Provided text =>
On 22 October 2025 the Libertarian Member of the NSW Legislative Council, John Ruddick, introduced a private members bill which is designed to outlaw sex-selective abortion, and even punish it with five years’ imprisonment.

This has been a concern for a number of years. In 2007 at the United Nations a resolution was brought forward to condemn sex-selection abortion on the ground that it discriminated against women, but many feminist organisations opposed it because they feared the implications for all abortions.

In China and India where ultrasounds have detected females in the womb, this has led to more abortions. One Chinese dissident, Chi An, tells of rampant female infanticide, living babies being thrown out with the rubbish, and babies about to be born being injected with formaldehyde.[1] Both countries have witnessed female infanticide on a momentous scale, and China had a compulsory one-child policy which has led to the deaths of hundreds of thousands of female infants, whether born or unborn.[2] So terrible were the effects of this policy in China that in 2016 authorities adopted a two-child policy, and in 2021 tried to encourage a three-child policy

The situation in Australia is both interesting and appalling. A keen defender of the right to kill the unborn and an ardent feminist, Leslie Cannold nevertheless objects to abortion on the grounds of sex selection – which usually means the death of the female child.[3] She sees sex selection abortion as an assault on women.

Work to complete =>
1 - In the text on sex-selective abortion, in what year did Chinese authorities adopt a two-child policy?
2 - Reproduce word for word the passage of the text on sex-selective abortion starting at "This has been" and ending at "for all abortions.".

Data shown =>
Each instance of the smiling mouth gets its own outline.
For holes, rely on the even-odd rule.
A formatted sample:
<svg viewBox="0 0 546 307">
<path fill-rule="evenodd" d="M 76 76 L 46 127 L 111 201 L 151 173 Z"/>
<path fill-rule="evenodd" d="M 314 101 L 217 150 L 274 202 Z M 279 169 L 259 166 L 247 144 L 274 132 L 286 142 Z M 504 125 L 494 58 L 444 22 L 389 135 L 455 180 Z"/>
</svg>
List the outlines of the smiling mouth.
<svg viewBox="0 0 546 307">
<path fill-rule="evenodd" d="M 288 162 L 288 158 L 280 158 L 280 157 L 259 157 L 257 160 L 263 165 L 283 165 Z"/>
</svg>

Solutions per task =>
1 - 2016

2 -
This has been a concern for a number of years. In 2007 at the United Nations a resolution was brought forward to condemn sex-selection abortion on the ground that it discriminated against women, but many feminist organisations opposed it because they feared the implications for all abortions.